## THE EXERCISE
Copy out the listing below word for word, starting at the line that contains "of the navy" and ending at the line that contains "column 260, row 234", both of those lines included.

## INPUT FOR THIS TASK
_ _ _
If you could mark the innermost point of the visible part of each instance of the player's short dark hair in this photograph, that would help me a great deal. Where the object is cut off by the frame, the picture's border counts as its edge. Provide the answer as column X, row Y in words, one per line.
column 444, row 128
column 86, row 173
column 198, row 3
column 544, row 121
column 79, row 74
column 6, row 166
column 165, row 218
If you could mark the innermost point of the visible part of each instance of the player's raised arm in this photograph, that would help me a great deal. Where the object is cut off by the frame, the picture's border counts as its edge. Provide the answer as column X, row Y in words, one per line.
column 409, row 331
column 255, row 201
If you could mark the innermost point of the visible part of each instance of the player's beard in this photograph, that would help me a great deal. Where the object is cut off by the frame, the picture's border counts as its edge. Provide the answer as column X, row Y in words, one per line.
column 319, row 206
_ _ _
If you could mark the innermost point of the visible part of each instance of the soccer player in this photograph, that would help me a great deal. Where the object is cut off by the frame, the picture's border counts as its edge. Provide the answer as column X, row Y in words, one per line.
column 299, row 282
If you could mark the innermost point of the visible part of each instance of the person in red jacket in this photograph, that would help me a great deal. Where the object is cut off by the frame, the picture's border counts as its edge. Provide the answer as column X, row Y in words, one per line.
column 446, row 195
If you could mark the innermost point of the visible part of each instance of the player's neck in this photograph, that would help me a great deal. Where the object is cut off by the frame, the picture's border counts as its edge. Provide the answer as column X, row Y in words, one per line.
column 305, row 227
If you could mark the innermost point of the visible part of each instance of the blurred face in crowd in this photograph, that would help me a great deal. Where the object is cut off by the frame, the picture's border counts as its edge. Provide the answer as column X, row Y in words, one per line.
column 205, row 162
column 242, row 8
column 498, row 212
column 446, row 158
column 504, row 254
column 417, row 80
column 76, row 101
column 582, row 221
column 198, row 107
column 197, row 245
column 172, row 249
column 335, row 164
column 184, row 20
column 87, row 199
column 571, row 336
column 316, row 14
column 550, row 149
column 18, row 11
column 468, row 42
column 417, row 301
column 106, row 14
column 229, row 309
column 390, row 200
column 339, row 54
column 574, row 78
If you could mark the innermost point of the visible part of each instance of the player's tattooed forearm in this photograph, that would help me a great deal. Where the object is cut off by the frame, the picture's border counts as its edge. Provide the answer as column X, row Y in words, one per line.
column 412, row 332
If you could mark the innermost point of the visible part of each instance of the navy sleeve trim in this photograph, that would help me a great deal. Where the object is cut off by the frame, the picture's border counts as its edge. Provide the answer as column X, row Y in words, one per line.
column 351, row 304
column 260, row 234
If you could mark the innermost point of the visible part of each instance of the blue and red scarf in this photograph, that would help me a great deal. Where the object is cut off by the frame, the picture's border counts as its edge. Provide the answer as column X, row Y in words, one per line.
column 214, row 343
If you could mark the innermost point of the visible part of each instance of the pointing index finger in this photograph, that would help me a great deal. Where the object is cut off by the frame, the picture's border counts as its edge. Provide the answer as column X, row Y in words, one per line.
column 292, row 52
_ _ _
## ANSWER BELOW
If you could mark the innermost point of the visible part of each instance of the navy sleeve trim in this photograph, that would help me a great deal. Where the object is cut off by the frame, the picture's border counts as its edge. Provide the answer as column X, row Y in words, one per line.
column 351, row 304
column 260, row 234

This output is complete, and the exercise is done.